Task objective: Extract every line in the data below that contains the string "door", copying each one unchanged.
····················
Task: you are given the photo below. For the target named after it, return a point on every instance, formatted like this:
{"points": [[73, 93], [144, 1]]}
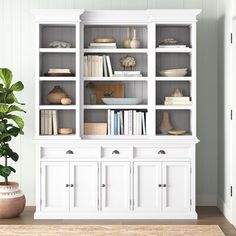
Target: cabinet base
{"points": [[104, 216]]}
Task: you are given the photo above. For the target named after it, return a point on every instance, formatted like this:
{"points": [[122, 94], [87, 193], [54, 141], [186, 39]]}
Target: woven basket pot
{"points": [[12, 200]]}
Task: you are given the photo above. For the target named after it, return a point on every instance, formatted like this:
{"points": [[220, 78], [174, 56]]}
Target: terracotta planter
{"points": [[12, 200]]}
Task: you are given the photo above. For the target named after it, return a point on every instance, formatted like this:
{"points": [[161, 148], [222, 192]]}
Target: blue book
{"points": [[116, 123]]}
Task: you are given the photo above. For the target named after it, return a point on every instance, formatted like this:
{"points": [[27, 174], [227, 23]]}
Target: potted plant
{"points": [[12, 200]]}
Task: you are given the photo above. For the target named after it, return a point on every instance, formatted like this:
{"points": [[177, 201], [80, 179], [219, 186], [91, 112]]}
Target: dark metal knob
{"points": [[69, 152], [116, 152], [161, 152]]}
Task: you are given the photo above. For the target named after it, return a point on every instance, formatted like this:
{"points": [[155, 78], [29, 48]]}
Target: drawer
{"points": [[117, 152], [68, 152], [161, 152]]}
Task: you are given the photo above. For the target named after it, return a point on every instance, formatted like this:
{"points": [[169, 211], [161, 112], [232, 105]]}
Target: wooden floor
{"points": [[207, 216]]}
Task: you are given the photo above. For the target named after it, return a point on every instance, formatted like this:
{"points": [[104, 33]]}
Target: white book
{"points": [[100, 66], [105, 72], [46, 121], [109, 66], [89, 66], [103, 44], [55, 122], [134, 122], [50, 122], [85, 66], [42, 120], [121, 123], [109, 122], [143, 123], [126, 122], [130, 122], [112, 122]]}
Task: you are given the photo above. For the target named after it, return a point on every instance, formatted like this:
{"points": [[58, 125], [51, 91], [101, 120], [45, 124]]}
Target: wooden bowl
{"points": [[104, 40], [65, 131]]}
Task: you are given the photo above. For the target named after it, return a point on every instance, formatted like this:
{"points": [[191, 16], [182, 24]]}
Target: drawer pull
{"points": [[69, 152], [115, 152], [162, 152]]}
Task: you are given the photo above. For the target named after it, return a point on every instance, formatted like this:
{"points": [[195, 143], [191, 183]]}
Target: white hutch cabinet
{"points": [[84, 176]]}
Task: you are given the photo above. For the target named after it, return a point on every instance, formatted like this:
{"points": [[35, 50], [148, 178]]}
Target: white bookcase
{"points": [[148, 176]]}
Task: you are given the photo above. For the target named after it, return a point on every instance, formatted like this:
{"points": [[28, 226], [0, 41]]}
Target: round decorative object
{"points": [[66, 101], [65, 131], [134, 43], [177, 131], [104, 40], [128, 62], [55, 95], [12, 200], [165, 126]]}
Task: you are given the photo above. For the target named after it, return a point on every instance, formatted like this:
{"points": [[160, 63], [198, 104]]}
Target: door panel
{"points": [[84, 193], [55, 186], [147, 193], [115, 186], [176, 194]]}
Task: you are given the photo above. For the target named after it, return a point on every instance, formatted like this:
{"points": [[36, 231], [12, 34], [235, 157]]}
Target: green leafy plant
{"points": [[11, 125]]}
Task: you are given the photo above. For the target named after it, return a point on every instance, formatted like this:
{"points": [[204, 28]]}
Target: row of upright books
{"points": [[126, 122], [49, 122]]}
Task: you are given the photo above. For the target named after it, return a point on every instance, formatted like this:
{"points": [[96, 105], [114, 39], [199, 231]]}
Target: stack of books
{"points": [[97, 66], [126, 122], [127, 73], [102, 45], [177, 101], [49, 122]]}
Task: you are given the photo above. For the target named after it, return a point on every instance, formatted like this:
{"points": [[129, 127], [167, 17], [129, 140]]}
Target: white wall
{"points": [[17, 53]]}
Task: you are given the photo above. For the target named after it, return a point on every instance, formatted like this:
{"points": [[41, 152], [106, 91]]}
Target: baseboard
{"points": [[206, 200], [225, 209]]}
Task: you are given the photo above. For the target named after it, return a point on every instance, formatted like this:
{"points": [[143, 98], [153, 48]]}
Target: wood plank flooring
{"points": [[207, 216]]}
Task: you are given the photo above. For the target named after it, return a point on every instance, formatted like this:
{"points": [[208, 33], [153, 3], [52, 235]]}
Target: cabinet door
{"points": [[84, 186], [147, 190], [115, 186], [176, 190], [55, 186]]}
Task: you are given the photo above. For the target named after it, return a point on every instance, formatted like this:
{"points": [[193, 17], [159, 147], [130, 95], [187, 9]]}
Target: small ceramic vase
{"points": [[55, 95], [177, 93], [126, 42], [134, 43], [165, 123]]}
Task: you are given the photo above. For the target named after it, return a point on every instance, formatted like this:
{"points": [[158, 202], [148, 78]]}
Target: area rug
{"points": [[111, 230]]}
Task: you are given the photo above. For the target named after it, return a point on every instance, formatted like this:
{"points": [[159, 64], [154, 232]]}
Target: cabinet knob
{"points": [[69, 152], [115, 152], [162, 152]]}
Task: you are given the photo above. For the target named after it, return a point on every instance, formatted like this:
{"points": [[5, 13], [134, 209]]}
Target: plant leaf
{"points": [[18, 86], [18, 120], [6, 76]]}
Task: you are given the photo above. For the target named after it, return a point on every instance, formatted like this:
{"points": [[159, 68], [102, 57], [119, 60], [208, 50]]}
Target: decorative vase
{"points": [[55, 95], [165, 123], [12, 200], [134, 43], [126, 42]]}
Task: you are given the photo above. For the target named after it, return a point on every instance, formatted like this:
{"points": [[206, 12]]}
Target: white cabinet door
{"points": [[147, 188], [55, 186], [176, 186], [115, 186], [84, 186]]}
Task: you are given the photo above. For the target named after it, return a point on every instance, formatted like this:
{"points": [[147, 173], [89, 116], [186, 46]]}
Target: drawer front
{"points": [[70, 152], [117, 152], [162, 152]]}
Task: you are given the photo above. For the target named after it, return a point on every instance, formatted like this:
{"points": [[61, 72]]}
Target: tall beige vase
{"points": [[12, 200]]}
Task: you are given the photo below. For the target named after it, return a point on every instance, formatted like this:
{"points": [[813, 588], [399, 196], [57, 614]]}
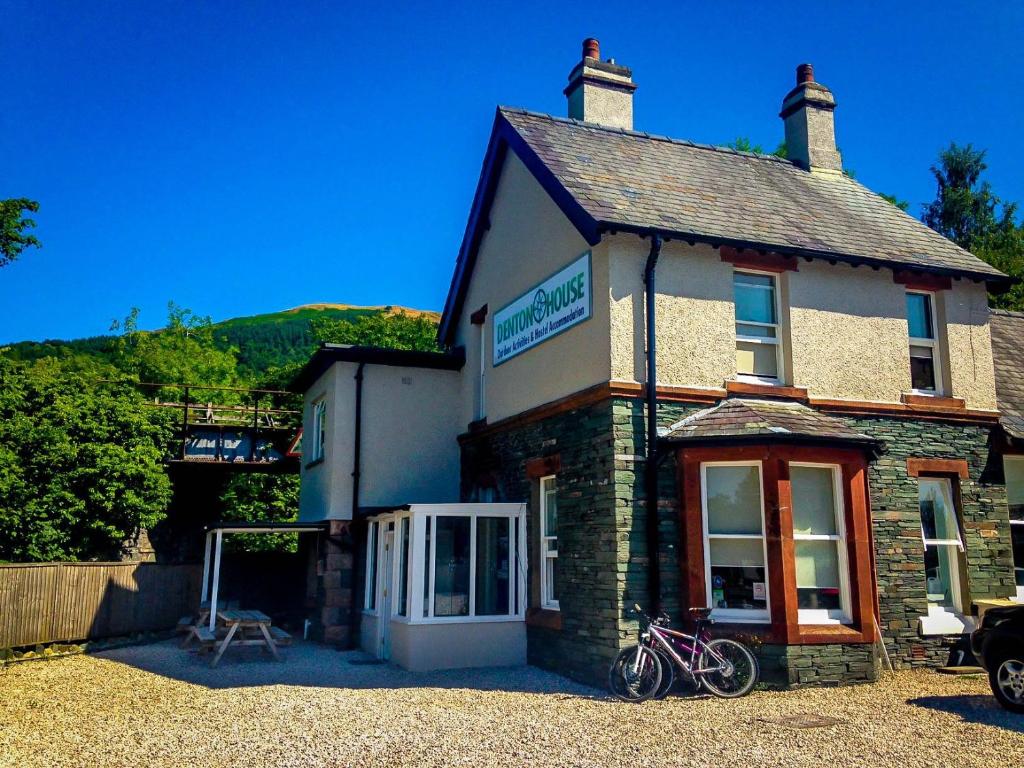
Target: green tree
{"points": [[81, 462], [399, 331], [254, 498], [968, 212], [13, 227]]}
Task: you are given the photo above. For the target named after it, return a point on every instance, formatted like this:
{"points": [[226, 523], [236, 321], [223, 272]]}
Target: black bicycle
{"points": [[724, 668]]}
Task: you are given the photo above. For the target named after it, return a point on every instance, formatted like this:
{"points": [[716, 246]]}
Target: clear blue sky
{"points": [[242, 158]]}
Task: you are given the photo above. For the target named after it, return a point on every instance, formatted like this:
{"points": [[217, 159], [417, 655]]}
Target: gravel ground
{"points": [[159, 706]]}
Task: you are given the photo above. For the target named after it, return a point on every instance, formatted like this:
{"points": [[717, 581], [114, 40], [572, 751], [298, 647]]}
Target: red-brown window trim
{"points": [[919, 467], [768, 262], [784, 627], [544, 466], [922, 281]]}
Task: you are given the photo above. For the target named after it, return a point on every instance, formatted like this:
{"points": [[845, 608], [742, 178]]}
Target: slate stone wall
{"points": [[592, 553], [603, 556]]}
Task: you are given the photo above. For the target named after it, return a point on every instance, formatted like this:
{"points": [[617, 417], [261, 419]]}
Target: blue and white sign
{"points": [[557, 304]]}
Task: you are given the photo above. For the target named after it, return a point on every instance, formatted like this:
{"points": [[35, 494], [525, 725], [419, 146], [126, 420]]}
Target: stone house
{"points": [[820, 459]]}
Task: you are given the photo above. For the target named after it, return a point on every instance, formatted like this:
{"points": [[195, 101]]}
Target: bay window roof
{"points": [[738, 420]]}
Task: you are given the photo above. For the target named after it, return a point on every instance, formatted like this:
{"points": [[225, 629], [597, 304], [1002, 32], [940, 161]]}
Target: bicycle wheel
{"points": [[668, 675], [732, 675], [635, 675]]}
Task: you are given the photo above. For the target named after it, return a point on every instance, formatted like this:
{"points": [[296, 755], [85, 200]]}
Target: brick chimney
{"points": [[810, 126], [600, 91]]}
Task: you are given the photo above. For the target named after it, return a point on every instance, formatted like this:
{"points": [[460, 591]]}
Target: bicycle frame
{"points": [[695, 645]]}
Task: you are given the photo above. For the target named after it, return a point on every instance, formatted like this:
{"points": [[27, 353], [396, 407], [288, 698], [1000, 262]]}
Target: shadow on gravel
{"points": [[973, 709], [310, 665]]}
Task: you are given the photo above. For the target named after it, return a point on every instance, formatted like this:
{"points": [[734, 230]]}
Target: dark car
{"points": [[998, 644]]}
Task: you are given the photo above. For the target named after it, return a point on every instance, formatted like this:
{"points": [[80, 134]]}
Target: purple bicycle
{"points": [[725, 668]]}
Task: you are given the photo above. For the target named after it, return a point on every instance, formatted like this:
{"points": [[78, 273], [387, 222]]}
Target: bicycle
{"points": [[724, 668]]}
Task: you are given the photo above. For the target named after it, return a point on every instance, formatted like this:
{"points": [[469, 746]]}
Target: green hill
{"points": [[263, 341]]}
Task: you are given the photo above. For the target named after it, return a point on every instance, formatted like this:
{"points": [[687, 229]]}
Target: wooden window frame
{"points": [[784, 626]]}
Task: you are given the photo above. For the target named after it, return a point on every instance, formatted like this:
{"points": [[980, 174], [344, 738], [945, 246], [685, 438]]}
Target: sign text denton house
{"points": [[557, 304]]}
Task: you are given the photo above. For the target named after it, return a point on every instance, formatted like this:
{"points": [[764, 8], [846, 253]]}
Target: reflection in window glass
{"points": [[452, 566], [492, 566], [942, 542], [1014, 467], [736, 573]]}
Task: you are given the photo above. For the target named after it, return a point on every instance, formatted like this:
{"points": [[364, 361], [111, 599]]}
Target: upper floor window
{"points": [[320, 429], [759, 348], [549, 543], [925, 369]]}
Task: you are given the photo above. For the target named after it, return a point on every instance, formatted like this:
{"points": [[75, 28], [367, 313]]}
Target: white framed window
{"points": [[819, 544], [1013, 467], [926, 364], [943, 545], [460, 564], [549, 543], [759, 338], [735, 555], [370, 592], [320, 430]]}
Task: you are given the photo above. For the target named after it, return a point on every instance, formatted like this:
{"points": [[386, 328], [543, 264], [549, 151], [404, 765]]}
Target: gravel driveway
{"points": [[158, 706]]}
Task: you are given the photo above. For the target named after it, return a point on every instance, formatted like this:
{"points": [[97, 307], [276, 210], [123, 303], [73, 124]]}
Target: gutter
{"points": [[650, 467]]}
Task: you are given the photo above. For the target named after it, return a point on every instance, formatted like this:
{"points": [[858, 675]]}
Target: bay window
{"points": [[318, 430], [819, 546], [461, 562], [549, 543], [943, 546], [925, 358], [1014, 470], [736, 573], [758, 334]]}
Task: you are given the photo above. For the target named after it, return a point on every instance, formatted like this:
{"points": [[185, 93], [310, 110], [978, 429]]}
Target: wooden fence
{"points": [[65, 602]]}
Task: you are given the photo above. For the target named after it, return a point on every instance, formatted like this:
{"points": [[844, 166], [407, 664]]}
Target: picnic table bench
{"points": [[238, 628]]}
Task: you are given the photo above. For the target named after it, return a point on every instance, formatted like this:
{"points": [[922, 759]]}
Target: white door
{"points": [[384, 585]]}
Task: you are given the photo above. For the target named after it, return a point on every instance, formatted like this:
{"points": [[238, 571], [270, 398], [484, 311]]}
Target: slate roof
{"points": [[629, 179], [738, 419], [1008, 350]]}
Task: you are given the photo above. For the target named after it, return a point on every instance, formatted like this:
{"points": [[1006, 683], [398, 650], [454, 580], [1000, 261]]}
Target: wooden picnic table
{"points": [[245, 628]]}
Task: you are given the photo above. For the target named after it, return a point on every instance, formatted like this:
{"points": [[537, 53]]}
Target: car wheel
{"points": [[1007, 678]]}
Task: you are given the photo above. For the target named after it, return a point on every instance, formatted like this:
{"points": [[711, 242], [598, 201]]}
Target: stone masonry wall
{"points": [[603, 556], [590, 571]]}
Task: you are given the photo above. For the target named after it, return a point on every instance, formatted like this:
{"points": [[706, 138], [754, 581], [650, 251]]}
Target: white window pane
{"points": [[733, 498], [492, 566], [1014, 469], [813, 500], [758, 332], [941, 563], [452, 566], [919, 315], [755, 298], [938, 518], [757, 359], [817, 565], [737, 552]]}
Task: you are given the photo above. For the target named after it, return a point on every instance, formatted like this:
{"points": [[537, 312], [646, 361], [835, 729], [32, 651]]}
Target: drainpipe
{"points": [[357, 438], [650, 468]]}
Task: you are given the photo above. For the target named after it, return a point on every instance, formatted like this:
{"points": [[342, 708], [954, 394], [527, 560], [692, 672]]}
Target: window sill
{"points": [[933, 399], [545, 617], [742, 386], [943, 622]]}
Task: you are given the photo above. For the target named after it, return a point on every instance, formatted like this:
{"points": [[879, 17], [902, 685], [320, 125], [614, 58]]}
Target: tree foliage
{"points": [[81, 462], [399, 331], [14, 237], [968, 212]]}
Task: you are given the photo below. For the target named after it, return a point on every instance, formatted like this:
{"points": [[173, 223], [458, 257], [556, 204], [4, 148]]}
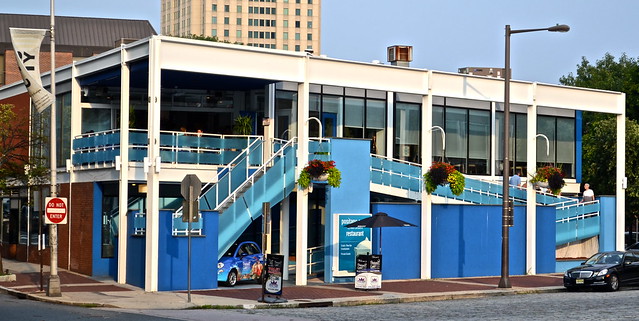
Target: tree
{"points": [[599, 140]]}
····················
Result of the exercise:
Target: door panel
Target: cabinet door
Target: white cabinet door
Target: white door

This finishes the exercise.